--- START PASSAGE ---

I was doing some job searching, and one area I was looking into was English teaching in Japan. I spent a year in Japan while in college, and I must tell you, it was one of the best times of my life. I spent Halloween night alone on a mountain covered in torii, as part of the mammoth Fushimi Inari Taisha, a shinto shrine. (And since I don’t have enough images on this blog, check out this one below:)

 

A big red tunnel, basically
Yes, it’s THAT place.

It wasn’t just the Shinto shrines that got me, either–the food was amazing (??? for the win), the people were engaging (though maybe that was just because I was a white guy), the weather was unbelievably fantastic, and there vending machines every five steps that would sell you soda, grape juice (that had grapes in it), soup, beer, and hard liquor. (Well, chuhais, so semi-hard liquor.) You could go outside after dark and not worry about getting knifed or robbed. I even loved Japanese furniture; say what you will, but I found that the Japanese futon to be way more comfortable than American beds, and if I could, I would have one. (I think this is because I’m very tall, and frequently my feet hang over the end.) Not to mention, it has wonderful mass transit. Note I said mass transit, and not public transit, for aside from subways, all of the mass transit–trains, buses, and so on–are owned by private companies. Even Japan Rail, which used to be called Japan National Rail, was broken up and privatized in the 80′s. (So yes, the free market does work.) Yes, the language is difficult (I never understood as many kanji as I was expected to, and I could never keep the honorific form of the language straight in my head) but I felt that was a small price to pay for everything else that was so wonderful.

Anyways, I just felt sharing that little bit of my history because the sheer awesomeness of the place drew me back to it during my job hunt. Working in Japan for foreigners is not easy, aside from one area: English teaching. Demand for English teachers is up, or so I’m told, as more Japanese believe English will be a necessary skill for their future job prospects. (Though they should probably be learning Chinese or Hindi as well, just to be on the safe side.)

So I went looking for English teaching jobs. I came across one website, ELT News, and starting reading the blogs. And what do you know, I find something that directly touches upon my experience writing. I’ll excerpt only the relevant part of the post, but if you’re interesting in teaching English in Japan, I encourage you to read the rest of it; the author, Mike Guest, is a pretty darn good writer (bolded emphasis is mine, by the way):

This was a chapter (The Art of Failure, p. 324-344) outlining the difference between choking and panicking using examples from professional tennis, golf, and an airplane crash. Choking, Gladwell argues (with his usual research-based support) is a case in which the agent, under pressure, reverts to a mechanical mode of action or behaviour where he/she becomes overly conscious of every move and thus can’t function with the fluidity of someone who normally has intuitions, skills or an ingrained sense about what to do. Panicking, on the other hand, refers to cases where people stop thinking due to what is called perception narrowing under pressure. Experienced people may choke under pressure, the inexperienced are more likely to panic.

--- END PASSAGE ---

> _DIRECTION 1_
Print the records from their start through the line containing "94L30 121L56 129L77", including both ends.
The text has nothing to do with the records.

--- START AVAILABLE DATA ---

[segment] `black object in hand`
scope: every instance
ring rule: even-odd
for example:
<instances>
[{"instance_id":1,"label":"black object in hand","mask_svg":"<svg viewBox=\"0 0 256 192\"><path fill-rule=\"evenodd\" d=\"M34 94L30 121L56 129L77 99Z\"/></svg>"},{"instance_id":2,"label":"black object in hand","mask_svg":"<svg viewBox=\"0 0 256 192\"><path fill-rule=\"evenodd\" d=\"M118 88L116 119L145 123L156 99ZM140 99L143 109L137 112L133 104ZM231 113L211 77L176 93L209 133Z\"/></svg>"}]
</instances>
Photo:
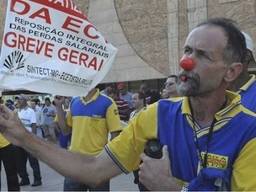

--- END AVAILABLE DATA ---

> _DIRECTION 2_
Answer these questions about the post on Japan:
(a) At which shrine did the writer spend Halloween night?
(b) In what decade was Japan Rail broken up and privatized?
(c) What website did the writer find while looking for English teaching jobs?

> _OUTPUT 1_
[segment] `black object in hand`
scope: every instance
ring rule: even-odd
for example:
<instances>
[{"instance_id":1,"label":"black object in hand","mask_svg":"<svg viewBox=\"0 0 256 192\"><path fill-rule=\"evenodd\" d=\"M34 94L30 121L56 129L77 99Z\"/></svg>"},{"instance_id":2,"label":"black object in hand","mask_svg":"<svg viewBox=\"0 0 256 192\"><path fill-rule=\"evenodd\" d=\"M118 88L116 119L145 123L156 99ZM140 99L143 109L137 112L133 104ZM231 113L211 77L176 93L209 133Z\"/></svg>"}]

> _OUTPUT 2_
(a) Fushimi Inari Taisha
(b) The 80's
(c) ELT News